- _Activity_:
Find "Pick out the teddy bear's arm." in the data, then restate the line it sits in and every later line word for word, ending with the last line.

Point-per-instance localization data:
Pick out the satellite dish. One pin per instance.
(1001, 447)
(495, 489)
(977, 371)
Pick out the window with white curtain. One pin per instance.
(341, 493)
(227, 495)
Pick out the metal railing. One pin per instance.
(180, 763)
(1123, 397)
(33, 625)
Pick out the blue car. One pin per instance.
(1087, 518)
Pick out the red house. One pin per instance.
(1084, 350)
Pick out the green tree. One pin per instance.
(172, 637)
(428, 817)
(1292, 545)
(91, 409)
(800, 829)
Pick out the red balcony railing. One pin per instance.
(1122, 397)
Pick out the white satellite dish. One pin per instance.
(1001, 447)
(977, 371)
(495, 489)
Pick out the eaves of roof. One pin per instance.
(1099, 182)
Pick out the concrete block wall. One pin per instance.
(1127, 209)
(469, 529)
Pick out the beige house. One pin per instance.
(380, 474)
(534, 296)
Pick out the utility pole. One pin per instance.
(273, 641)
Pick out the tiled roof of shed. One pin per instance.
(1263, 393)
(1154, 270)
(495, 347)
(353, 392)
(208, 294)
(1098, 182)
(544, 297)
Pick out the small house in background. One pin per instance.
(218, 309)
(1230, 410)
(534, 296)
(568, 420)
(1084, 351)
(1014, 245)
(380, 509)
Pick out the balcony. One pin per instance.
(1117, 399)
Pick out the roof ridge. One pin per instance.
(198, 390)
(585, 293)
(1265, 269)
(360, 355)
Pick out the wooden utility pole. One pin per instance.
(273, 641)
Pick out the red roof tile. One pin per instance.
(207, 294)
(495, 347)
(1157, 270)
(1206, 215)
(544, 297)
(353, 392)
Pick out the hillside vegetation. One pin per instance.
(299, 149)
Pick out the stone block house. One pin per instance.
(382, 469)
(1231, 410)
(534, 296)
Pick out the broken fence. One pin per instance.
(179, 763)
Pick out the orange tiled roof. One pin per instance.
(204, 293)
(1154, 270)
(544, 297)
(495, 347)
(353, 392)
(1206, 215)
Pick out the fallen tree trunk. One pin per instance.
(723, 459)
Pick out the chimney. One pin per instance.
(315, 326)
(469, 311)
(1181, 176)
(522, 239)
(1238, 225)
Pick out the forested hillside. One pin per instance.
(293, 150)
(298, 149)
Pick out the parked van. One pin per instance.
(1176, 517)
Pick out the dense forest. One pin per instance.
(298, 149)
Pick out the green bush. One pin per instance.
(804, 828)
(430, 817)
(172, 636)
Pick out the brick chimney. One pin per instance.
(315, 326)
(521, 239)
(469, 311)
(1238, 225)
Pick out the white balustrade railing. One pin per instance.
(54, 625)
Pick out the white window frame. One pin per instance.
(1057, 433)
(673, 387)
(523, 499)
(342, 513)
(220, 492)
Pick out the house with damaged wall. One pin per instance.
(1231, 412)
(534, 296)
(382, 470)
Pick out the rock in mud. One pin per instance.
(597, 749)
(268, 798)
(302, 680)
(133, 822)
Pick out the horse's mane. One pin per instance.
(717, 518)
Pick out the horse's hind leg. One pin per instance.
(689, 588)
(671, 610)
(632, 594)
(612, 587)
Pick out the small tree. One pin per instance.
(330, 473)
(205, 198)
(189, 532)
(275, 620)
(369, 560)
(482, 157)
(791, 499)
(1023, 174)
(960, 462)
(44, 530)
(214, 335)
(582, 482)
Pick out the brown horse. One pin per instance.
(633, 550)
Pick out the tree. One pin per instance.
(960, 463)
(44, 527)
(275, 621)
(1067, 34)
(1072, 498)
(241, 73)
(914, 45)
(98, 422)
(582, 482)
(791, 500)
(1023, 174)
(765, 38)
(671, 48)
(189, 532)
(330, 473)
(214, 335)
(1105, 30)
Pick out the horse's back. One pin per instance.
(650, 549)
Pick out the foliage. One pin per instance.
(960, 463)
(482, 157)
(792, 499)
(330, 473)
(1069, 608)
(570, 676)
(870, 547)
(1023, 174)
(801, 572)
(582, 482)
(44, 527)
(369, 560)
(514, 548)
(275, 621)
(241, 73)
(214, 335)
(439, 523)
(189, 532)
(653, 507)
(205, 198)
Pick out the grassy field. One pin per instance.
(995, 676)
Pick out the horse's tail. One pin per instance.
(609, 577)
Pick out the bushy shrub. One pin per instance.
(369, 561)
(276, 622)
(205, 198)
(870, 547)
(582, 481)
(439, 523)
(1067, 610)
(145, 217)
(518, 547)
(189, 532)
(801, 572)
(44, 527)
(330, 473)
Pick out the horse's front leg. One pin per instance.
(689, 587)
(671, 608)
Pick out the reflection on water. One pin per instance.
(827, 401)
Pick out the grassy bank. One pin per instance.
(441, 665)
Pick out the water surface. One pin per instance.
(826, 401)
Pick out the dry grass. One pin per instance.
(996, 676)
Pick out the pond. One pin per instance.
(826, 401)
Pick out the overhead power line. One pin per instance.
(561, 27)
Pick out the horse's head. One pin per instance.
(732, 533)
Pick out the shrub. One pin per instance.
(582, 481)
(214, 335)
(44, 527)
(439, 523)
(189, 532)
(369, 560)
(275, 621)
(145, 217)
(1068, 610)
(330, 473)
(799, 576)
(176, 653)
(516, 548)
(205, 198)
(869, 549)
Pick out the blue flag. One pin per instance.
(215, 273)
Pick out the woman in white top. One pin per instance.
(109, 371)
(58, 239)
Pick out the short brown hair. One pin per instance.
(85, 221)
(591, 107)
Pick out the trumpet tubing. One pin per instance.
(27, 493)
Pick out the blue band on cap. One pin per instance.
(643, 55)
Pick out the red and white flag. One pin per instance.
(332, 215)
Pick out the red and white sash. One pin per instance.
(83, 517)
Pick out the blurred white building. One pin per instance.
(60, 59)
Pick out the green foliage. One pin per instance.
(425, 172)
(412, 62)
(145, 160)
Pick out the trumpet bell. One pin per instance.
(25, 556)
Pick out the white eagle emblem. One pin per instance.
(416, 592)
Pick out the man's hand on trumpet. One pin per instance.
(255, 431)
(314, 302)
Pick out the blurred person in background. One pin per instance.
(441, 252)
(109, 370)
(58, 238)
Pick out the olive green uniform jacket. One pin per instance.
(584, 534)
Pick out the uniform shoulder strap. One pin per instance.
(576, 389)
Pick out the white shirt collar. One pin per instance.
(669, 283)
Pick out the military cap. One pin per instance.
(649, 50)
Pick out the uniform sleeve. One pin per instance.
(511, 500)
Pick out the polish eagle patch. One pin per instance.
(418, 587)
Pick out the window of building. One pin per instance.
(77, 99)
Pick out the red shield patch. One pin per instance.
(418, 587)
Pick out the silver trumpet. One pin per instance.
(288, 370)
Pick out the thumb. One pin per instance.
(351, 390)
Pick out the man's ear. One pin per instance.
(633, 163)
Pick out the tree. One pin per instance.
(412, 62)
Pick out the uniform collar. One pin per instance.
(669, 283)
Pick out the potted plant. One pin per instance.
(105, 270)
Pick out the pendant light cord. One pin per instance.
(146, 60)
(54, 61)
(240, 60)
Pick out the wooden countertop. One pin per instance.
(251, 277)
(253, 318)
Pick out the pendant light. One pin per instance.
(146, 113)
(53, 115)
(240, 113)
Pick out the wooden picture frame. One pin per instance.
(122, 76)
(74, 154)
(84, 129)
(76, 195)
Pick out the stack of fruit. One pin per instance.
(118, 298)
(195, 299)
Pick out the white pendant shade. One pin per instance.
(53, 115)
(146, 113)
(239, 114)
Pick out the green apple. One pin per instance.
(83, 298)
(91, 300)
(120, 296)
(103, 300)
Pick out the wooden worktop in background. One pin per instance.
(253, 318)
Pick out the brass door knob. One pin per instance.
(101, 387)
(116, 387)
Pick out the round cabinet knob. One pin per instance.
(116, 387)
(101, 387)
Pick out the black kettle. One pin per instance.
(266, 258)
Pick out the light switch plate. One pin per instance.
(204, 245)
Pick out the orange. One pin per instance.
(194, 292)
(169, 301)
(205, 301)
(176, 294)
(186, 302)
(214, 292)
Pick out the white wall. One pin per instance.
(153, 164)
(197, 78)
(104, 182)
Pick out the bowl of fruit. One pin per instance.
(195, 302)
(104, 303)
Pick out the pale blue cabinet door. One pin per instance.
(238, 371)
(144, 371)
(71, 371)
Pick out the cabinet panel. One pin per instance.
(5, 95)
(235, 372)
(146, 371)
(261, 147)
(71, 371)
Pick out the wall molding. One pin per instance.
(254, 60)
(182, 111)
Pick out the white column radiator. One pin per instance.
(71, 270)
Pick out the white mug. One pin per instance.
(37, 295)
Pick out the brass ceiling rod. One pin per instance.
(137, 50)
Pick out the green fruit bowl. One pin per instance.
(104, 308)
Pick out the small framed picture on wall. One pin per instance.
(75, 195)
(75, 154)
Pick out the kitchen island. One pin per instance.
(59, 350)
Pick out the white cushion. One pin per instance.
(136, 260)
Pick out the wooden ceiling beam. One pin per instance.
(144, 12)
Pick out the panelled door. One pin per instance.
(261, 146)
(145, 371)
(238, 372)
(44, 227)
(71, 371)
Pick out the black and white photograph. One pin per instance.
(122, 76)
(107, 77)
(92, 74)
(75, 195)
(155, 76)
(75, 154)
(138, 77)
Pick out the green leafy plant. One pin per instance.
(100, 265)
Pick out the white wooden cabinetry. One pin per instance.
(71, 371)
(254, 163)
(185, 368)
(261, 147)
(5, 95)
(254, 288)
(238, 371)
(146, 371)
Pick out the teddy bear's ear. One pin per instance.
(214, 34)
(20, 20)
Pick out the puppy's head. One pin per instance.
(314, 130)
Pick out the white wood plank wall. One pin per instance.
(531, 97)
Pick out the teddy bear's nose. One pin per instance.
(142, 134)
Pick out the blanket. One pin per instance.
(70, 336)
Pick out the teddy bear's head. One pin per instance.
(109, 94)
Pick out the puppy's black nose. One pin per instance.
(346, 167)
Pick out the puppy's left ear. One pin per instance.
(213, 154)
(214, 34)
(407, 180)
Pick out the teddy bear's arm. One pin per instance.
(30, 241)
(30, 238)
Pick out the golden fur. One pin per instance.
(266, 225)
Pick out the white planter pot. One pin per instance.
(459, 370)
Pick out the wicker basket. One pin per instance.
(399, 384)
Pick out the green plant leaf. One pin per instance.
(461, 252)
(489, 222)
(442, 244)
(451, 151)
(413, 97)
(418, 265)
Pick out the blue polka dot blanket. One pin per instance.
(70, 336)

- _Response area_:
Pick out the teddy bear's arm. One pin per instance.
(30, 241)
(30, 238)
Pick out the golden fur. One pin per instance.
(266, 225)
Pick out the white planter pot. One pin per instance.
(459, 370)
Pick out the wicker basket. One pin per instance.
(399, 384)
Pick out the green plant leaf. One pin per instance.
(461, 252)
(489, 222)
(442, 244)
(451, 151)
(413, 97)
(418, 265)
Pick out the blue polka dot blanket. One pin per instance.
(70, 336)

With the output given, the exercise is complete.